● **Set exercise**
Please lay out the rows from the line with "TARGET: white pole" to the line with "[(359, 242), (487, 190), (715, 172), (577, 195)]", both included, as a numbered list. Leave out blank lines.

● **Source data**
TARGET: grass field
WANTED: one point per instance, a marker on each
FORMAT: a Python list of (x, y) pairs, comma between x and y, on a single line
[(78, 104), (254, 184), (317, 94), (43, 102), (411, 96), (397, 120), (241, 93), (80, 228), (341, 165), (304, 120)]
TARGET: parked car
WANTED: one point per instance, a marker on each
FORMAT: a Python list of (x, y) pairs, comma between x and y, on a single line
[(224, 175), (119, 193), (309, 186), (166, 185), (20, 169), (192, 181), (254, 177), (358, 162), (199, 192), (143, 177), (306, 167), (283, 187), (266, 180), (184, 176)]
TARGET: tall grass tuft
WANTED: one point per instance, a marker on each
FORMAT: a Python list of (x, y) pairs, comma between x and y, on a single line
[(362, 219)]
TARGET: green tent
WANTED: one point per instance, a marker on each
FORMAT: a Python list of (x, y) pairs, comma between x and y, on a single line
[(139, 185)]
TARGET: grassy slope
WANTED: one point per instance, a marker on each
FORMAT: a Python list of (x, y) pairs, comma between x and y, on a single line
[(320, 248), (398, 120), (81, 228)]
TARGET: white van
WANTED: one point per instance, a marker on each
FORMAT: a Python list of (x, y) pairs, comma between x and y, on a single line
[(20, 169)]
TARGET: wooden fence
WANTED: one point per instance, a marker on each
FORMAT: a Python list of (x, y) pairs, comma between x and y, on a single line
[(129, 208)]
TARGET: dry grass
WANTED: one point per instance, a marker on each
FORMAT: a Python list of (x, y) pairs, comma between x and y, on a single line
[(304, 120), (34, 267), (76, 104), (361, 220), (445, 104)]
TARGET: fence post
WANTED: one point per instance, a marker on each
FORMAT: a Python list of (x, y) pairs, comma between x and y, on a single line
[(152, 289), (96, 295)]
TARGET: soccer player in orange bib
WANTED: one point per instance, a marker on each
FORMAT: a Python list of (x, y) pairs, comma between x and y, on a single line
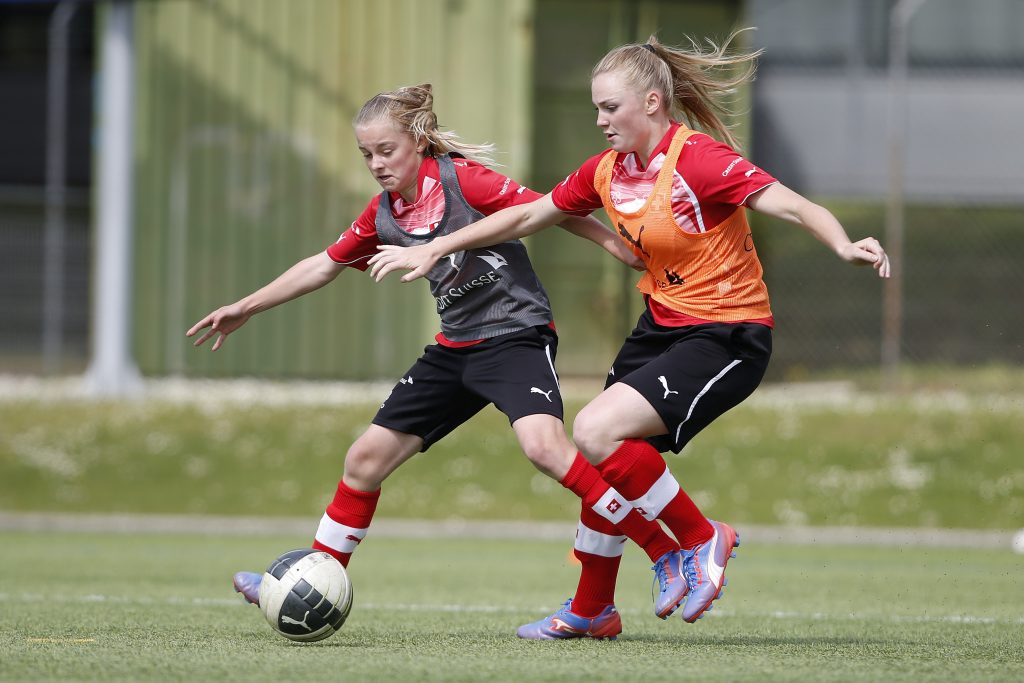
[(497, 344), (678, 198)]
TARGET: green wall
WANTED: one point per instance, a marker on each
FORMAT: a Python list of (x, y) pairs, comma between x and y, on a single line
[(246, 163)]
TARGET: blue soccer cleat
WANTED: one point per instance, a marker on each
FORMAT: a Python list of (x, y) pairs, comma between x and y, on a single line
[(670, 584), (563, 624), (705, 569), (247, 583)]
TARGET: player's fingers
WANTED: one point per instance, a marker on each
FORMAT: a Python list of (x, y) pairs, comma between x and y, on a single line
[(201, 340), (382, 269), (885, 267), (415, 273), (199, 326)]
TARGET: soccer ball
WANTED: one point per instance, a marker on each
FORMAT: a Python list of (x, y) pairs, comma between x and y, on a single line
[(305, 595)]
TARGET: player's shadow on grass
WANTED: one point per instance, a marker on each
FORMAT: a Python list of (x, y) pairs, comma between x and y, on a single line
[(713, 642)]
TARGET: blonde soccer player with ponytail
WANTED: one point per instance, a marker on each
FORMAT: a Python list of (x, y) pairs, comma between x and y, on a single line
[(677, 193), (497, 343)]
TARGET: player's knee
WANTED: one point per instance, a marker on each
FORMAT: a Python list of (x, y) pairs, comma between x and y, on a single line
[(591, 434), (364, 466), (551, 456)]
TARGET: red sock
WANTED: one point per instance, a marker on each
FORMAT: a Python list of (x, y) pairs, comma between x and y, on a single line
[(599, 549), (345, 521), (584, 480), (639, 472)]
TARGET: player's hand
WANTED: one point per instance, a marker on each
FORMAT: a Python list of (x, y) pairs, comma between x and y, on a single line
[(418, 260), (867, 252), (224, 321)]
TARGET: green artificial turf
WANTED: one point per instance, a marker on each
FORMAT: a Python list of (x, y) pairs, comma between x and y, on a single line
[(102, 607), (920, 459)]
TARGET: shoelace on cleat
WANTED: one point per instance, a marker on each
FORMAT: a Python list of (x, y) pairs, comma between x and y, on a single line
[(689, 567), (662, 574)]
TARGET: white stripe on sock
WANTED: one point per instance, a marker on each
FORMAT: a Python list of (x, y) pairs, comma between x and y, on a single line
[(595, 543), (612, 506), (659, 495), (338, 537)]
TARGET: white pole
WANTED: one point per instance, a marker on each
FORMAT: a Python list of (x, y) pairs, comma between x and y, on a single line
[(112, 370)]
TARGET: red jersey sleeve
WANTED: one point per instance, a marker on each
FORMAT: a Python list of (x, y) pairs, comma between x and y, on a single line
[(359, 242), (487, 190), (715, 172), (577, 195)]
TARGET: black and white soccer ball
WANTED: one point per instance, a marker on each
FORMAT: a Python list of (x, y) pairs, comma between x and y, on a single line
[(305, 595)]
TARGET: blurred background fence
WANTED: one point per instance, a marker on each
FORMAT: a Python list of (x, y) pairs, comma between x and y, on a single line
[(244, 163)]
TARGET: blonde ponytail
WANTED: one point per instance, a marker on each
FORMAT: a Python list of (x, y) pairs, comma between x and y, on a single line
[(412, 110), (692, 80)]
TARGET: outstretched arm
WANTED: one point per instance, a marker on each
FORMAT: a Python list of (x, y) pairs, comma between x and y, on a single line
[(511, 223), (308, 274), (598, 232), (780, 202)]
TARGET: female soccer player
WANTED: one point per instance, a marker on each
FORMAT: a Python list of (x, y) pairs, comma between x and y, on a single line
[(677, 198), (497, 344)]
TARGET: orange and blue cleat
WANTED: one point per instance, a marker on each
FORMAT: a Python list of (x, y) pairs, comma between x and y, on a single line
[(564, 624), (705, 569), (671, 584)]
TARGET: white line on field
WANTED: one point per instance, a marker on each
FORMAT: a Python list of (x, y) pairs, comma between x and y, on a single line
[(509, 609), (476, 529)]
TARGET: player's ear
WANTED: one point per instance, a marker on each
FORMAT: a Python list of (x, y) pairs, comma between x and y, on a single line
[(652, 101)]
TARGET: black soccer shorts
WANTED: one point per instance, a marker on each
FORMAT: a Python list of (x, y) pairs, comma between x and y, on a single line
[(691, 375), (448, 386)]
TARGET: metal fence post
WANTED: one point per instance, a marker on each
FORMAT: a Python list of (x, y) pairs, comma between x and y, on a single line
[(892, 328), (112, 369)]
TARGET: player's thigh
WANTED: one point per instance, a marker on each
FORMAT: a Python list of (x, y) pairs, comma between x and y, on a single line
[(616, 414), (431, 398), (708, 372), (516, 373), (646, 342), (376, 454)]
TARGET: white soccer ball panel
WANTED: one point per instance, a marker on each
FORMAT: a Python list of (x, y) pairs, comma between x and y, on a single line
[(305, 595)]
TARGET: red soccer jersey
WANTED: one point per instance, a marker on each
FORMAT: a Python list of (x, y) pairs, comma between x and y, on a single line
[(485, 190), (709, 182)]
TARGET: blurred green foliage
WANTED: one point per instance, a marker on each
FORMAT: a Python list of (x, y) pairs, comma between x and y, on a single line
[(825, 454)]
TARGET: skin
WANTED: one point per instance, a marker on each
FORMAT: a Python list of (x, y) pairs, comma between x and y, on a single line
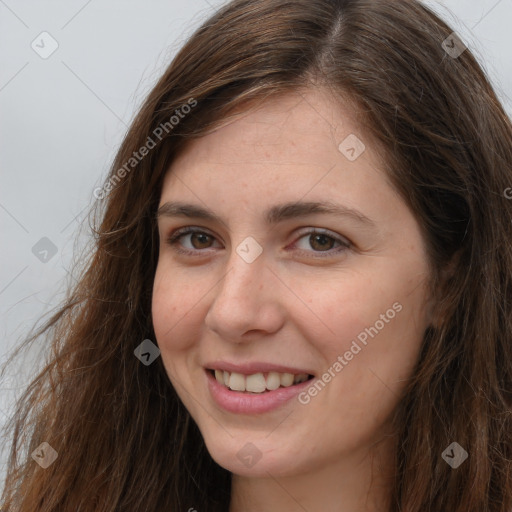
[(300, 303)]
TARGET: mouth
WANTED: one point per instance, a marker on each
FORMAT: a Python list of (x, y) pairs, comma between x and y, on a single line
[(257, 383)]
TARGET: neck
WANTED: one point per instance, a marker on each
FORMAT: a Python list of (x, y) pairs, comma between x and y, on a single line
[(360, 482)]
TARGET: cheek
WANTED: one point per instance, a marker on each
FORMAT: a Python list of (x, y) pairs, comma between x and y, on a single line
[(174, 310)]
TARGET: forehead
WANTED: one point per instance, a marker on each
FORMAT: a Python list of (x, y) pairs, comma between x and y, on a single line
[(280, 140)]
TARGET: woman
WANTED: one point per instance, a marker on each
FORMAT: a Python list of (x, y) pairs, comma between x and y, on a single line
[(215, 356)]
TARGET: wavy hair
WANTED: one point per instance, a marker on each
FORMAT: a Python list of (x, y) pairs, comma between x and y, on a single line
[(125, 442)]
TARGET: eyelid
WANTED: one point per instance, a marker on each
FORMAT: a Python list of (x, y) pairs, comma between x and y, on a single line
[(345, 244)]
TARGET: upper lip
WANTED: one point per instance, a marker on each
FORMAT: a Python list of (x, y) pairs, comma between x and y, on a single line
[(254, 367)]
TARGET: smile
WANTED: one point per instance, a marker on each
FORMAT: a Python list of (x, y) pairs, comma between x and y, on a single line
[(258, 382)]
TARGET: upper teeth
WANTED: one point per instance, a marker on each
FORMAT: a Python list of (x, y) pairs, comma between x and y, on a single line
[(257, 382)]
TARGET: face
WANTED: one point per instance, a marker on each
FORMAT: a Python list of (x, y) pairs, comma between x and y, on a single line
[(260, 290)]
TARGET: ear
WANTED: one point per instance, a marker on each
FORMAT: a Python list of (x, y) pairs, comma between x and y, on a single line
[(436, 313)]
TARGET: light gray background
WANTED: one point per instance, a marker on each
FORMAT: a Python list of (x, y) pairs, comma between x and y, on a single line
[(62, 119)]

● **Full solution**
1. TARGET: white pole
2. WANTED: one point per instance, a marker on each
3. FORMAT: a Python list of (x, y) pairs, comma between x and y, on a single line
4. [(112, 370)]
5. TARGET: red jersey sleeve
6. WANTED: one point per instance, a marker on each
7. FORMAT: a Python list of (x, y) pairs, comma between x and y, on a single line
8. [(359, 242), (487, 190), (715, 172), (577, 195)]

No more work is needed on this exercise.